RE: freeradius not responding on machine specific IPs
Kevin, The relevant line is: "> rad_verify: Received Access-Reject packet from client 127.0.0.1 port 1812 with invalid signature (err=2)! (Shared secret is incorrect.)" The shared secret to authenticate a client to the RADIUS server (for RADIUS, not EAP traffic) is either not set, or you're using the wrong secret. By default there is no shared secret set for localhost. Edit clients.conf, search for 127.0.0.1. You'll find a line that looks like: ipaddr = 127.0.0.1 Now, add this line beneath: secret = secret Restart freeradius and try again. The message should go away. Remember, you're still going to get an access-reject response unless you setup the user account and password your authenticating with in the "users" file. Jason -- Jason Wittlin-Cohen Yale Law School, Class of 2010 jason.wittlin-cohen@yale.edu
Thanks Jason, but I might have been unclear. Sorry about that. I'm using fake data to send to the radius server. I do not care if it passes or fails. I simply want the server to respond when I send a message to x.x.3.199 (the network address of the machine) just as it does when I send a request to the localhost address on the machine. It does respond to localhost, it does not respond to the network address. That's where the problem lies, that I am trying to figure out. Thanks again, though. The network I am trying to authenticate is remote from the radius server, so I cannot use localhost. Otherwise, I wouldn't worry about it... Eventually, the remote location will be running covachilli or something similar. But for security (equipment) reasons, I cannot put a server at that end, so must do authentication remotely, at this end. Cheers, Kevin On Fri, 2008-12-12 at 16:11 -0500, Jason Wittlin-Cohen wrote:
Kevin,
The relevant line is:
"> rad_verify: Received Access-Reject packet from client 127.0.0.1 port 1812 with invalid signature (err=2)! (Shared secret is incorrect.)"

## Stated problem
Reproduce the email thread about FreeRADIUS not responding on machine-specific IPs word for word, with every line, quotation mark, and symbol left unchanged.

## Supplied material
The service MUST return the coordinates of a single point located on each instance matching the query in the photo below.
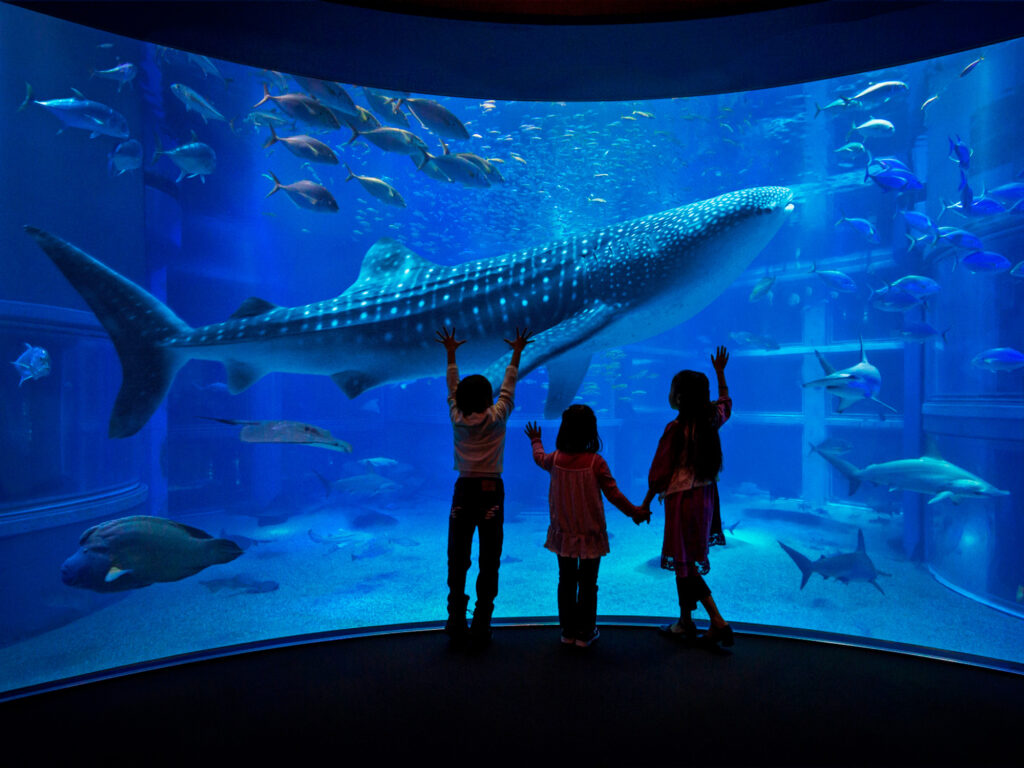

## Problem solution
RE: freeradius not responding on machine specific IPs
Kevin, The relevant line is: "> rad_verify: Received Access-Reject packet from client 127.0.0.1 port 1812 with invalid signature (err=2)! (Shared secret is incorrect.)" The shared secret to authenticate a client to the RADIUS server (for RADIUS, not EAP traffic) is either not set, or you're using the wrong secret. By default there is no shared secret set for localhost. Edit clients.conf, search for 127.0.0.1. You'll find a line that looks like: ipaddr = 127.0.0.1 Now, add this line beneath: secret = secret Restart freeradius and try again. The message should go away. Remember, you're still going to get an access-reject response unless you setup the user account and password your authenticating with in the "users" file. Jason -- Jason Wittlin-Cohen Yale Law School, Class of 2010 jason.wittlin-cohen@yale.edu
Thanks Jason, but I might have been unclear. Sorry about that. I'm using fake data to send to the radius server. I do not care if it passes or fails. I simply want the server to respond when I send a message to x.x.3.199 (the network address of the machine) just as it does when I send a request to the localhost address on the machine. It does respond to localhost, it does not respond to the network address. That's where the problem lies, that I am trying to figure out. Thanks again, though. The network I am trying to authenticate is remote from the radius server, so I cannot use localhost. Otherwise, I wouldn't worry about it... Eventually, the remote location will be running covachilli or something similar. But for security (equipment) reasons, I cannot put a server at that end, so must do authentication remotely, at this end. Cheers, Kevin On Fri, 2008-12-12 at 16:11 -0500, Jason Wittlin-Cohen wrote:
Kevin,
The relevant line is:
"> rad_verify: Received Access-Reject packet from client 127.0.0.1 port 1812 with invalid signature (err=2)! (Shared secret is incorrect.)"